# [BRANO PROPOSTO]
Come italiani il nostro problema fondamentale ormai non sono più gli sbarchi attuali, bensì la somma degli sbarchi passati. Detto crudamente: la massa di centinaia di migliaia di migranti che si aggirano sul nostro territorio senza averne diritto, una massa cui in futuro rischiano di aggiungersi i migranti che noi abbiamo salvato e registrato, che sono passati in altro paese europeo, e che i paesi “fratelli” (specie Austria, Francia e Germania) hanno ogni intenzione di restituirci: una minaccia che nel legnoso linguaggio dell’Unione viene dissimulata sotto l’etichetta “problema dei movimenti secondari”.

Come europei siamo messi ancora peggio. Il problema di fondo dell’Europa è che l’Africa vorrebbe trasferirsi nel Vecchio continente. E lo vuole per un sacco di motivi, alcuni ottimi, altri discutibili, ma tutti reali. Il più importante è che molti paesi africani sono semplicemente invivibili, fra guerre, dittature, corruzione, fame, siccità, carestie, traffico di esseri umani. La complicazione è che “noi” siamo 500 milioni (in calo), “loro” 1 miliardo e 200 milioni, destinati a diventare 2 miliardi e più nel giro di due o tre decenni: giusto il tempo di vedere i nostri neonati di oggi prendere una laurea domani.

Come si risolve questo problemuccio?

Una soluzione, abbastanza gettonata nel mondo progressista, è la rassegnazione entusiasta, se mi si consente questo ossimoro. L’idea è che le migrazioni siano un fenomeno “epocale”, che la mescolanza fra popoli e culture sia più un bene che un male, e che si tratti solo di gestire (con politiche di accoglienza e integrazione) le legittime aspirazioni di diverse centinaia di milioni di persone di trasferirsi in Europa.

# [ELENCO DEI DATI]
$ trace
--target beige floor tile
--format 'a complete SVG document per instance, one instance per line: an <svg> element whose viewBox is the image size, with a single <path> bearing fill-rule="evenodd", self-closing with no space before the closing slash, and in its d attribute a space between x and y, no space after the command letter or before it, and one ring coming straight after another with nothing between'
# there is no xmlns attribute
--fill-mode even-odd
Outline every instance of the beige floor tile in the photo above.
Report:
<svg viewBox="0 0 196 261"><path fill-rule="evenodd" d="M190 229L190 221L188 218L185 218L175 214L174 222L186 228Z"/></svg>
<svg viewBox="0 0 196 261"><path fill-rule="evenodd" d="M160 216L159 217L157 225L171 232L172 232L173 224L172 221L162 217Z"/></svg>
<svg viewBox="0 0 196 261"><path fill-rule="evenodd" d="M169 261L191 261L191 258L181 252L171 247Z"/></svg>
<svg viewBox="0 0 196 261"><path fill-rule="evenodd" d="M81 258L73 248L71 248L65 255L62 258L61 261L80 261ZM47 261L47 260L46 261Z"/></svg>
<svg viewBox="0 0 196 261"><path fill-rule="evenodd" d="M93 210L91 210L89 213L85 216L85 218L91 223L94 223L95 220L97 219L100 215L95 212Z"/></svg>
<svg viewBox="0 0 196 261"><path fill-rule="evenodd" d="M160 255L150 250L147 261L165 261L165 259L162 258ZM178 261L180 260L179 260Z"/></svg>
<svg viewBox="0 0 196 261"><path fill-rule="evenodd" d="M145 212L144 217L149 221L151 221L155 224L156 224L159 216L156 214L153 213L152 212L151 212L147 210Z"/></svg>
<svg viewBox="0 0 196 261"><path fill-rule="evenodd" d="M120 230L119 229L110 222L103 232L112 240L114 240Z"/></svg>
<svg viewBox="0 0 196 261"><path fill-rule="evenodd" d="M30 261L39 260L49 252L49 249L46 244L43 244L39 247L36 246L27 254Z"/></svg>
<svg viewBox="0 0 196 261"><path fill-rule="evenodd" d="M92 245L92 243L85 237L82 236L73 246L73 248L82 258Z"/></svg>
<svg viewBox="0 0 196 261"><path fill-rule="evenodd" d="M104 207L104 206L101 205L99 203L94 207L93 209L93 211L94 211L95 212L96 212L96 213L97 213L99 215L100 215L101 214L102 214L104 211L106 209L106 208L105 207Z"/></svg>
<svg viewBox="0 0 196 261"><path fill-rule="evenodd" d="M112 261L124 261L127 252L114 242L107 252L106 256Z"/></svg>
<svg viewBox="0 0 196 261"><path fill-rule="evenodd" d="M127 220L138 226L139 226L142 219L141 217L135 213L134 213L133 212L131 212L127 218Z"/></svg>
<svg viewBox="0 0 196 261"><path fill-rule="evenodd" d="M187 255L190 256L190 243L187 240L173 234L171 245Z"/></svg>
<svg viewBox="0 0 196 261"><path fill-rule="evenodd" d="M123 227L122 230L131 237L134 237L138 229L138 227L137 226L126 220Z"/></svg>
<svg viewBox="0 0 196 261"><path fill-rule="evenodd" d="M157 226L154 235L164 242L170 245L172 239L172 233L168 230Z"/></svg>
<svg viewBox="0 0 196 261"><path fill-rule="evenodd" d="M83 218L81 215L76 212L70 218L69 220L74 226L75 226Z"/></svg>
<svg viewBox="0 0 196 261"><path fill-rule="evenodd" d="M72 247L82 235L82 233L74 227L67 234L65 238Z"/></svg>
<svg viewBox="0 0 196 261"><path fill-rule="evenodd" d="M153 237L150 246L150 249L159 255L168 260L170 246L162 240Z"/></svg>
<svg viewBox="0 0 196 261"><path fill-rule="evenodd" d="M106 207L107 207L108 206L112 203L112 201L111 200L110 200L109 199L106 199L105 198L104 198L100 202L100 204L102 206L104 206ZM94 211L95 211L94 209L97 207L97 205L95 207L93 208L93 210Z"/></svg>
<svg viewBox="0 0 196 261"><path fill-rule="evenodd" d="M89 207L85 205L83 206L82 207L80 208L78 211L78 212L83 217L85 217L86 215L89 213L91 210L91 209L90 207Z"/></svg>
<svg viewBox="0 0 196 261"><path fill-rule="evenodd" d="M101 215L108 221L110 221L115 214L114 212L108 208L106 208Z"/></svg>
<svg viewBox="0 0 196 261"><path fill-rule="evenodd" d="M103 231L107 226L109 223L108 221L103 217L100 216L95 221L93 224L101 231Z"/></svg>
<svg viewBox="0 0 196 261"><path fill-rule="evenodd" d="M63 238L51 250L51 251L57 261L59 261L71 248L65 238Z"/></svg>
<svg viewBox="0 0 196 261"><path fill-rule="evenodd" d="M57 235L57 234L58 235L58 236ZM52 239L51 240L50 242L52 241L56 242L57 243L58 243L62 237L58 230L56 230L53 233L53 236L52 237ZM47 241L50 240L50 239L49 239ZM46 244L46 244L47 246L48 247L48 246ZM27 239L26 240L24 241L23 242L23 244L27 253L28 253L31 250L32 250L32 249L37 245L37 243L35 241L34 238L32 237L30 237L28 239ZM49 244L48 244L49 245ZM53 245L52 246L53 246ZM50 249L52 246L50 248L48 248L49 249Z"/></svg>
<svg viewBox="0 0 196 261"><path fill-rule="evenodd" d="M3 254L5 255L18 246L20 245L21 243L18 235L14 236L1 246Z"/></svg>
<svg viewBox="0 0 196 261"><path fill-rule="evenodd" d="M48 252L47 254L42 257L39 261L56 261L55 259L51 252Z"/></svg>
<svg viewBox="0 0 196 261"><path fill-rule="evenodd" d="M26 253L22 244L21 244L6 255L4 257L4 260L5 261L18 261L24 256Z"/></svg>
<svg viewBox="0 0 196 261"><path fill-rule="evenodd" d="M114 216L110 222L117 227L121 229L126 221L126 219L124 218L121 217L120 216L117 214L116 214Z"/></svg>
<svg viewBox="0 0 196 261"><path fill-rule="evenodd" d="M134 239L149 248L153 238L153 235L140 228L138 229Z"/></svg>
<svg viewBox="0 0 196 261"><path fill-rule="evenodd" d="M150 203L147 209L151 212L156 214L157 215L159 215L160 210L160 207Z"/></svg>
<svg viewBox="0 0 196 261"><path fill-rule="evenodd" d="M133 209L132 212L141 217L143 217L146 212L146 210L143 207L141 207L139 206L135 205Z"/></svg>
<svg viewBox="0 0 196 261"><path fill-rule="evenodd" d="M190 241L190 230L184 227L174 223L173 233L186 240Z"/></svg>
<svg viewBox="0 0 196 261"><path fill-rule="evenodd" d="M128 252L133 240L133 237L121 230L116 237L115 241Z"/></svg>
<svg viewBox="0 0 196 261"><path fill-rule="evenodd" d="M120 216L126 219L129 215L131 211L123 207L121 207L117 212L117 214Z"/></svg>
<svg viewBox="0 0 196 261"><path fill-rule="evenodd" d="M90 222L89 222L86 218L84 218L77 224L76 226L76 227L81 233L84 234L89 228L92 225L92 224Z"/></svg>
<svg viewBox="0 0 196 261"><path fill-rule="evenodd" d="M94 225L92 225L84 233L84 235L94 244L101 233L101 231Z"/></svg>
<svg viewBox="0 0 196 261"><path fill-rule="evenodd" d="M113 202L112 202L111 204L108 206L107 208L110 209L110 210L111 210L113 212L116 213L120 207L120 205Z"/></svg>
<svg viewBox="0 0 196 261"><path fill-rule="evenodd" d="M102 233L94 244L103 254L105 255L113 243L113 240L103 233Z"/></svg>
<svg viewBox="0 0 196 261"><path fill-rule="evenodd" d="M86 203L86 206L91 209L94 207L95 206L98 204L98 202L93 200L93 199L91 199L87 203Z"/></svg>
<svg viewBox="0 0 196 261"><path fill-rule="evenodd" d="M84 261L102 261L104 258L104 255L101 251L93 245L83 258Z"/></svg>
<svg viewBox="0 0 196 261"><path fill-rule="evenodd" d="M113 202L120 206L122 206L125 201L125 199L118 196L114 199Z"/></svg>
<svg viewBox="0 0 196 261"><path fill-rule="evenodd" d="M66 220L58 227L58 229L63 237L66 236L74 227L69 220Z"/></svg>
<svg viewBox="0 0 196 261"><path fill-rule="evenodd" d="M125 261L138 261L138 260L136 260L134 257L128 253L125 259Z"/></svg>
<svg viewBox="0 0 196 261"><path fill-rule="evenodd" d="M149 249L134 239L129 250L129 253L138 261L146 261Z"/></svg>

# [ESERCIZIO ASSEGNATO 1]
Nel brano sulle migrazioni, quali paesi hanno l'intenzione di restituire all'Italia i migranti?
# [ESERCIZIO ASSEGNATO 2]
Trascrivi dal brano sulle migrazioni tutto ciò che va da "Come europei siamo" fino a "risolve questo problemuccio?".
# [ESERCIZIO ASSEGNATO 3]
Prosegui il brano sulle migrazioni dopo la sua ultima frase.

# [RISPOSTA 1]
Austria, Francia e Germania.

# [RISPOSTA 2]
Come europei siamo messi ancora peggio. Il problema di fondo dell’Europa è che l’Africa vorrebbe trasferirsi nel Vecchio continente. E lo vuole per un sacco di motivi, alcuni ottimi, altri discutibili, ma tutti reali. Il più importante è che molti paesi africani sono semplicemente invivibili, fra guerre, dittature, corruzione, fame, siccità, carestie, traffico di esseri umani. La complicazione è che “noi” siamo 500 milioni (in calo), “loro” 1 miliardo e 200 milioni, destinati a diventare 2 miliardi e più nel giro di due o tre decenni: giusto il tempo di vedere i nostri neonati di oggi prendere una laurea domani.

Come si risolve questo problemuccio?

# [RISPOSTA 3]
A questa soluzione, per ora, si contrappone solo un’idea, tanto rozza quanto confusa, di limitare gli sbarchi e “aiutarli a casa loro”, come è diventato di moda dire oggi. In Italia questa linea prende le vesti di un crescente trasferimento di risorse verso il governo libico (o meglio: verso uno dei tre poteri in lotta fra loro in Libia, quello di Sarraj a Tripoli). Noi regaliamo motovedette, istruttori, soldi, e speriamo che così non facciano partire nessuno, e poco per volta escano dal caos e dalla miseria.

Ma è una soluzione?

A me pare di no. La maggior parte delle testimonianze dirette che giungono dalla Libia ci rivelano che i legami tra governo, milizie e trafficanti sono piuttosto stretti. L’Italia fornisce soldi e mezzi, ma non esercita alcun reale controllo sull’uso che ne vien fatto. Nonostante gli accordi e i protocolli negoziati dal precedente governo, dall’Onu e dagli organismi internazionali con i governi libici, nonostante il successo di alcuni esperimenti (come i rimpatri e i centri sotto l’egida dell’ONU), la situazione nel paese africano resta drammatica, e negli ultimi mesi sta peggiorando rapidamente. In una recente conferenza stampa i rappresentanti dell’UNHCR (l’Alto commissariato delle Nazioni Unite per i rifugiati) hanno dovuto riconoscere che il sovraffollamento dei campi di detenzione si sta aggravando, e che i numeri sono scoraggianti: a fronte di decine di migliaia di rifugiati, l’Europa si è impegnata ad accoglierne appena 4000, e ne ha di fatto accolti poco più di 200.

Certo non tutti i campi in cui vengono ammassati i migranti sono eguali (alcuni sono illegali e gestiti direttamente dai trafficanti, altri sono governativi, altri vedono la presenza delle Ong), ma le testimonianze di trattamenti inumani, stupri, violenze, estorsioni, ricatti, persino di vendite come schiavi, sono difficilmente confutabili, o derubricabili a eccezioni. Vale per oggi, nell’era Salvini, ma valeva anche ieri, nell’era Minniti, con l’unica mortificante differenza che prima la stampa progressista si barcamenava o chiudeva un occhio, mentre ora si indigna 24 ore su 24: sublime ipocrisia dell’umanitarismo a senso unico.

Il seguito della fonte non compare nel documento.